WHAT IS REQUIRED> For the entries that follow, set down each one exactly and drop any pictures.

***

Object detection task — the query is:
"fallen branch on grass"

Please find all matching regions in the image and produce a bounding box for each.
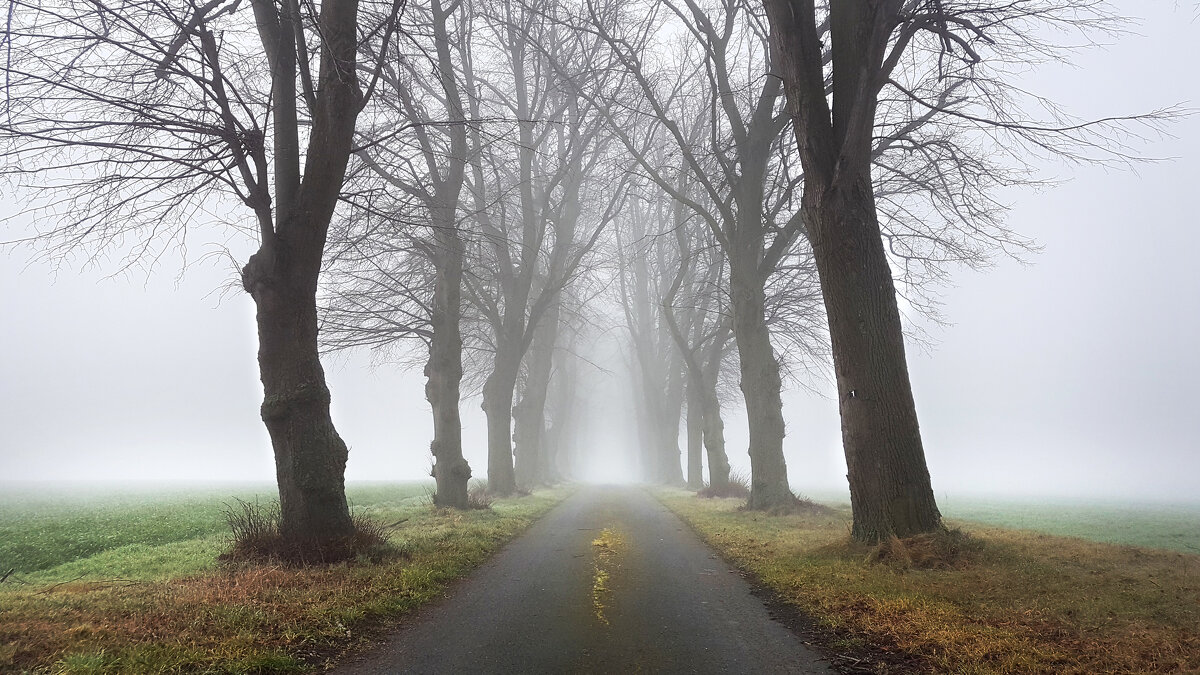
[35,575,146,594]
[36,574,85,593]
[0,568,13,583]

***

EXPECTED ANSWER>
Object detection task — the query is:
"fallen branch on grass"

Please find all matching regions in the image and produce a bounding box for each.
[35,575,146,594]
[36,574,85,593]
[0,568,13,583]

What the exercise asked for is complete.